Passage for review.
_____

(HealthDay News) — The Dietary Approaches to Stop Hypertension (DASH) diet might be an effective alternative to the low-oxalate diet for reducing risk of kidney stone recurrence, according to research published in the March issue of the American Journal of Kidney Diseases.
Nazanin Noori, MD, PhD, of the Shahid Beheshti University of Medical Sciences in Tehran, Iran, and colleagues randomly assigned recurrent kidney stone formers to follow the DASH diet (29 participants) or a low-oxalate diet (28 participants). At eight weeks, the researchers assessed changes in urinary calcium oxalate supersaturation and 24-hour urinary composition.
Among the 41 participants who completed the trial (DASH group, 21; low-oxalate group, 20), the researchers observed a trend for increase in urinary oxalate excretion for the DASH group versus the low-oxalate group (point estimate of difference, 9.0mg/d; 95% confidence interval [CI], −1.1–19.1mg/d; P=0.08). However, in the DASH group, compared with the low-oxalate group, a trend for calcium oxalate supersaturation to decrease was observed (point estimate of difference, −1.24; 95% CI, −2.80–0.32; P=0.08) in association with an increase in magnesium and citrate excretion and urine pH.

_____

[Natural language region descriptions]
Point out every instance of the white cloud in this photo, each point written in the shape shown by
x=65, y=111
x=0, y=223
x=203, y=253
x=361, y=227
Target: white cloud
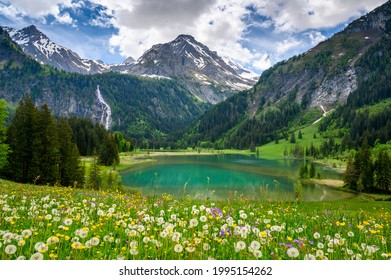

_____

Using the information.
1 - Translate this sentence from the kidney stone diet report into Spanish: "At eight weeks, the researchers assessed changes in urinary calcium oxalate supersaturation and 24-hour urinary composition."
2 - Answer these questions using the kidney stone diet report:
(a) In which journal was the research published?
(b) How many participants were assigned to the low-oxalate diet?
(c) How many participants completed the trial?

Answers for each item.
1 - A las ocho semanas, los investigadores evaluaron los cambios en la sobresaturación de oxalato de calcio en la orina y en la composición urinaria de 24 horas.

2 -
(a) The American Journal of Kidney Diseases (March issue)
(b) 28
(c) 41